● **Objective**: Your copy of the material must match it exactly, except that pictures are dropped.

● **Records shown**:
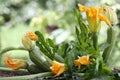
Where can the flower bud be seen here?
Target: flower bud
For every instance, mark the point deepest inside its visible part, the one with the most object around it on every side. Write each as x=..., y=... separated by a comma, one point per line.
x=57, y=68
x=110, y=14
x=15, y=63
x=84, y=60
x=27, y=42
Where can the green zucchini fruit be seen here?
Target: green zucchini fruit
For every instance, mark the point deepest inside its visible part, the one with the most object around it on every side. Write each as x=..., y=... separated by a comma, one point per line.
x=40, y=59
x=33, y=69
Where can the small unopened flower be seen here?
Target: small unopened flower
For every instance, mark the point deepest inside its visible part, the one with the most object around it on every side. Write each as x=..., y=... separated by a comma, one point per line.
x=84, y=60
x=110, y=14
x=27, y=40
x=57, y=68
x=15, y=63
x=94, y=17
x=32, y=36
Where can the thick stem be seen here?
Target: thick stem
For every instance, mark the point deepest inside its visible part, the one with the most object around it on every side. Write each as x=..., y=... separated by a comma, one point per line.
x=111, y=42
x=95, y=40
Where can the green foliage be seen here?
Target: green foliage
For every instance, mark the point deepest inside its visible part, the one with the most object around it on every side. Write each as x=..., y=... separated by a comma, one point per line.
x=45, y=46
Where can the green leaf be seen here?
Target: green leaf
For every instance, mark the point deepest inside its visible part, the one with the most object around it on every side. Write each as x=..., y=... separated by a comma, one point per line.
x=40, y=37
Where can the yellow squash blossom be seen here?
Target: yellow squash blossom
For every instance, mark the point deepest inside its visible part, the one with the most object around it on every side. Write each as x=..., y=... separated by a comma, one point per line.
x=57, y=68
x=15, y=63
x=84, y=60
x=94, y=16
x=27, y=39
x=110, y=14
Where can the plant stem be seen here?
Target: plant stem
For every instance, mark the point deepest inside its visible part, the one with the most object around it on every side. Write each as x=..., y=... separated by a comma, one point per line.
x=95, y=40
x=11, y=48
x=111, y=42
x=26, y=77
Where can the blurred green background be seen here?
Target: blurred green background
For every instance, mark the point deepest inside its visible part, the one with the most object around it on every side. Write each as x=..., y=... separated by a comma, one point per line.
x=54, y=18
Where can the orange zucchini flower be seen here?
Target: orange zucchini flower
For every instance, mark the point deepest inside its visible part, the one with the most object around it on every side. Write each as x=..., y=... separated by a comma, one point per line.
x=94, y=17
x=57, y=68
x=15, y=63
x=84, y=60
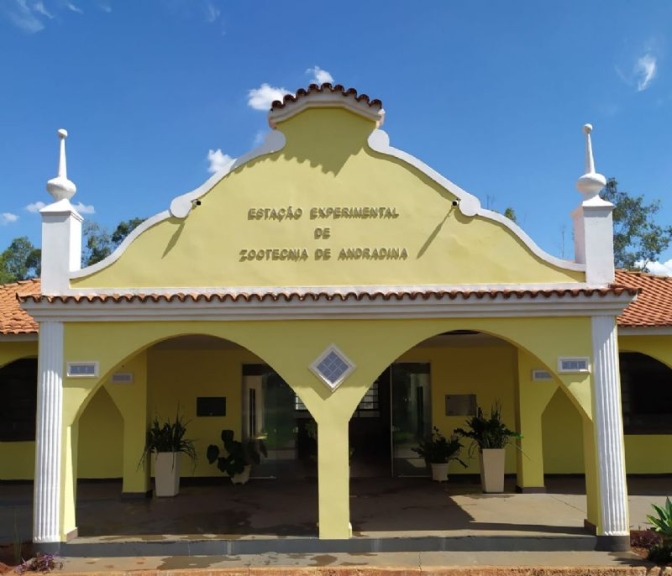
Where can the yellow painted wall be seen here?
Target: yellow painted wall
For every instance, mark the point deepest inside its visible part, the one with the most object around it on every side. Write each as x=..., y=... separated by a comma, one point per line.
x=17, y=459
x=188, y=373
x=488, y=372
x=326, y=163
x=178, y=377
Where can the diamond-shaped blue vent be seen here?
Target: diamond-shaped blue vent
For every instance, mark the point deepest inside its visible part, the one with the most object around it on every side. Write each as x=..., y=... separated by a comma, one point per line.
x=332, y=368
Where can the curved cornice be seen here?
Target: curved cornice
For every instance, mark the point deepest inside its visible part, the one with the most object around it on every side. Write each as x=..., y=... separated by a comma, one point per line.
x=182, y=205
x=469, y=205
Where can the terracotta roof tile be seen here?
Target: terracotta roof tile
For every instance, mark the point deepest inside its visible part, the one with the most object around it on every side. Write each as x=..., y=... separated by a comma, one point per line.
x=318, y=88
x=343, y=295
x=653, y=307
x=14, y=320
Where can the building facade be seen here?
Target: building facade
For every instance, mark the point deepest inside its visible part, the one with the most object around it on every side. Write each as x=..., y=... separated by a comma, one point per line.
x=329, y=277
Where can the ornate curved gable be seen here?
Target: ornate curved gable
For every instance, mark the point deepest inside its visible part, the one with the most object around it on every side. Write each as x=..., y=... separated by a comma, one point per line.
x=326, y=201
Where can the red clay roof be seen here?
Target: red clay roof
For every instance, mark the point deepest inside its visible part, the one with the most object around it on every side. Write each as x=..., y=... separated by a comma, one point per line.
x=13, y=319
x=653, y=307
x=317, y=88
x=506, y=293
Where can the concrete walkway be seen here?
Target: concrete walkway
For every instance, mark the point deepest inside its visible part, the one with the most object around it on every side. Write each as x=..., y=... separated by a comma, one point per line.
x=398, y=564
x=380, y=508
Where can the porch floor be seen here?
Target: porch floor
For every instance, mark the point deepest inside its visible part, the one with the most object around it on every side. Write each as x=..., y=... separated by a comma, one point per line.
x=415, y=513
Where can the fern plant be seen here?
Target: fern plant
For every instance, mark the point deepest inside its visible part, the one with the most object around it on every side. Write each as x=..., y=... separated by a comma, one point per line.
x=168, y=436
x=487, y=431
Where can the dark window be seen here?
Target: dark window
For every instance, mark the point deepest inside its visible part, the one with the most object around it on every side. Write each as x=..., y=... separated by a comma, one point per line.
x=646, y=389
x=18, y=390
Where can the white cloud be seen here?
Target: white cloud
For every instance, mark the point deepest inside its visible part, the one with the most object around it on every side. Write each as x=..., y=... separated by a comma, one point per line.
x=319, y=76
x=35, y=207
x=261, y=98
x=645, y=71
x=211, y=11
x=84, y=209
x=32, y=15
x=70, y=6
x=40, y=8
x=218, y=161
x=661, y=268
x=8, y=218
x=22, y=15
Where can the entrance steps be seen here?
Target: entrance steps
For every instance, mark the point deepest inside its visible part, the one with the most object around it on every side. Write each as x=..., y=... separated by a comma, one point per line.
x=200, y=545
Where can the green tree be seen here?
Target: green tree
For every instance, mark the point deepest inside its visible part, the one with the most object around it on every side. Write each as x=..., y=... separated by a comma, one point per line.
x=124, y=228
x=99, y=243
x=20, y=261
x=638, y=239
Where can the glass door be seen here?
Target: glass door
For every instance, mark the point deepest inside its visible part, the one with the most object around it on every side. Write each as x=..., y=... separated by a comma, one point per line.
x=269, y=406
x=411, y=415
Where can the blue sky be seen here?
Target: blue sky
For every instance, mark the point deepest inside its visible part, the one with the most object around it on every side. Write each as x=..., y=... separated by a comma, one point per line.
x=491, y=94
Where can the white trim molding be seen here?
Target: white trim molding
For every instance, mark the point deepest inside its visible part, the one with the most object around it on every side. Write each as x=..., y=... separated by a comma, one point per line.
x=31, y=337
x=645, y=331
x=182, y=205
x=468, y=204
x=48, y=437
x=216, y=309
x=608, y=423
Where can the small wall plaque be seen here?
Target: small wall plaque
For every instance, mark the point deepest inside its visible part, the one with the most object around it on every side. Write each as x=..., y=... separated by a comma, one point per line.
x=461, y=405
x=82, y=369
x=211, y=406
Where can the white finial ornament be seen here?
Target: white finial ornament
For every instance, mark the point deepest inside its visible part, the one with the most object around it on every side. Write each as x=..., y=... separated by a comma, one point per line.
x=591, y=182
x=60, y=187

● **Exercise solution**:
Where can the flower bud be seen here?
Target: flower bud
For every instance, mark the point deepest inside its visible part, the one with the most object around it on every side. Write each as x=..., y=... separated by a comma, one point per line.
x=57, y=68
x=110, y=14
x=15, y=63
x=84, y=60
x=27, y=42
Where can the green zucchini fruit be seen here?
Target: green zucchini fruit
For every instance, mark the point deepest inside its visible part, the one with the most object around it on every side. Write each as x=..., y=... separated by a comma, one point per line.
x=40, y=59
x=33, y=69
Where can the small unopened flower be seen here?
Target: small unopened flower
For every instance, mark the point deepest inside its visible part, the one with the most object around it on every side. Write each as x=..., y=... separated by a comma, one point per line.
x=84, y=60
x=110, y=14
x=27, y=40
x=57, y=68
x=15, y=63
x=94, y=17
x=32, y=36
Where can the thick stem be seen here?
Target: thick stem
For every instance, mark the point deepest inside its visible part, the one with the most object around it on every side. Write each as x=..., y=... separated by a comma, one point per line.
x=111, y=42
x=95, y=40
Where can the green foliage be seen here?
Target: green foliage
For every instance, mark the point deepest inside its visible part, the one with the most object around it on every side. Write each as x=..., y=... separated by a comma, one point per line.
x=45, y=46
Where can the green leaf be seen here?
Target: green leaf
For every instance, mark the point deepest inside its visible part, the one with the most object around it on every side. Write each as x=..., y=... separated by a comma, one point per line.
x=40, y=37
Where can the yellow squash blossom be seen here?
Target: yellow squash blossom
For every instance, mark the point deepest inside its visible part, the one with the most object around it on every side. Write each as x=..., y=... separated by a comma, one point per line.
x=57, y=68
x=15, y=63
x=84, y=60
x=94, y=16
x=27, y=39
x=110, y=14
Where can the plant stem be seen here?
Target: plant stem
For every instance, mark the point deepest inside its visible part, the one with the most object around it on every side. Write each as x=..., y=... separated by a comma, one point per line.
x=95, y=40
x=11, y=48
x=111, y=42
x=26, y=77
Where can the blurred green background be seen here?
Target: blurred green background
For every instance, mark the point deepest inside its visible part, the one with the most object around it on every side. Write each as x=..., y=... separated by a comma, one point per line.
x=54, y=18
Where can the orange zucchini flower be seen here?
Target: orange zucchini flower
For every instance, mark the point deepest inside its visible part, the one with the most object around it on every side. Write each as x=..., y=... separated by a comma, one point per line.
x=94, y=17
x=57, y=68
x=15, y=63
x=84, y=60
Where can the yellow painted wall be seen here?
Target: yellow painted wall
For every instance, mark the point deepest inside its visible part, the one with the most object around it on every side. Write each as x=..., y=... separated by a comma, one point per line.
x=17, y=459
x=188, y=373
x=488, y=372
x=326, y=163
x=178, y=377
Where can the diamond-shaped blue vent be seen here?
Target: diamond-shaped blue vent
For every instance, mark the point deepest inside its visible part, the one with the most object around it on every side. Write each as x=..., y=... separated by a comma, one point per line.
x=332, y=368
Where can the curved cornice be seen here?
Target: curved cornice
For every instance, mark the point deepest inside its visible part, the one with the most object around it on every side. Write each as x=..., y=... separated by a comma, one point per line.
x=182, y=205
x=469, y=205
Where can the terracotta roof tile be seen here?
Target: terracotta roof tile
For every instance, mark the point deepest inside its visible part, the one with the most object around it on every side. Write each as x=..., y=... separated by a comma, one point per line.
x=318, y=88
x=343, y=295
x=653, y=307
x=14, y=320
Where can the building facade be seen here?
Target: building facade
For every instance, mark the point deepest inside its visible part, the one with the most object around it on every side. Write each as x=..., y=... separated by a comma, one point per line.
x=329, y=277
Where can the ornate curved gable be seen here?
Target: ornate curved gable
For every instance, mark the point deepest inside its visible part, the one with the most object around it on every side. Write each as x=..., y=... separated by a comma, one point per line.
x=326, y=201
Where can the red clay roof be seen here?
Target: red clay roof
For every instance, mark the point deepest inside its visible part, the one with the most object around it on every side. Write each as x=..., y=... separated by a comma, one point per line.
x=13, y=319
x=653, y=307
x=317, y=88
x=506, y=293
Where can the concrete walkway be seen here?
Target: concrete walkway
For every instance, mark the point deepest inside its visible part, the one with the most object around it on every side. Write each as x=..., y=... separated by a comma, one point per line.
x=398, y=564
x=380, y=508
Where can the porch floor be seen here?
Target: porch floor
For every instance, mark the point deepest inside its visible part, the one with the most object around it on every side. Write each as x=..., y=... separated by a comma, one point per line.
x=415, y=513
Where can the fern plant be seen here?
Target: fern plant
For every instance, mark the point deepest inside its visible part, the one with the most object around it on every side. Write each as x=..., y=... separated by a comma, one point per line.
x=168, y=436
x=487, y=431
Where can the dark window be seen here?
Target: dark window
For every instance, mark the point deepest inside its visible part, the one with the most object around it on every side. Write each as x=..., y=... separated by a comma, one point per line.
x=646, y=389
x=18, y=390
Where can the white cloud be seen here?
Target: white cloud
For every instance, mark the point deepest inside its visible part, the one with the most object around it on every side. Write each as x=..., y=... separated by a comma, one point per line.
x=319, y=76
x=35, y=207
x=261, y=98
x=645, y=71
x=211, y=11
x=84, y=209
x=32, y=15
x=70, y=6
x=40, y=8
x=218, y=161
x=661, y=268
x=8, y=218
x=22, y=15
Where can the entrance steps be seen here?
Target: entrance steps
For every instance, mark the point deepest inside its visible part, the one with the most object around it on every side. Write each as x=..., y=... separated by a comma, one point per line.
x=200, y=545
Where can the green tree be seen here?
Target: green tree
For every instance, mark the point deepest inside its visible part, the one with the most object around it on every side. Write each as x=..., y=... separated by a comma, one point per line.
x=124, y=228
x=99, y=243
x=20, y=261
x=638, y=239
Where can the glass door be seen here?
Target: glass door
For every instance, mark the point deepest inside its visible part, the one with the most object around it on every side. Write each as x=..., y=... separated by a comma, one point per line.
x=269, y=406
x=411, y=415
Where can the blue sky be seen here?
Target: blue sky
For every instance, mark the point deepest inside its visible part, the one with the most object around it on every side. Write each as x=..., y=... separated by a comma, one point per line.
x=491, y=94
Where can the white trim molding be seen here?
Target: white trim molding
For every instance, mark the point deepest inside its visible part, the one with the most object around it on every side. Write each as x=..., y=... separated by a comma, one point per line.
x=31, y=337
x=645, y=331
x=182, y=205
x=468, y=204
x=48, y=437
x=216, y=309
x=608, y=423
Where can the small wall plaque be seen here?
Target: small wall plaque
For every instance, mark the point deepest inside its visible part, the one with the most object around it on every side. Write each as x=..., y=... separated by a comma, one point per line.
x=461, y=405
x=82, y=369
x=211, y=406
Where can the white finial ornament be seen here?
Target: white finial ornament
For every instance, mark the point deepest inside its visible part, the one with the most object around it on every side. Write each as x=..., y=... separated by a comma, one point per line.
x=591, y=182
x=60, y=187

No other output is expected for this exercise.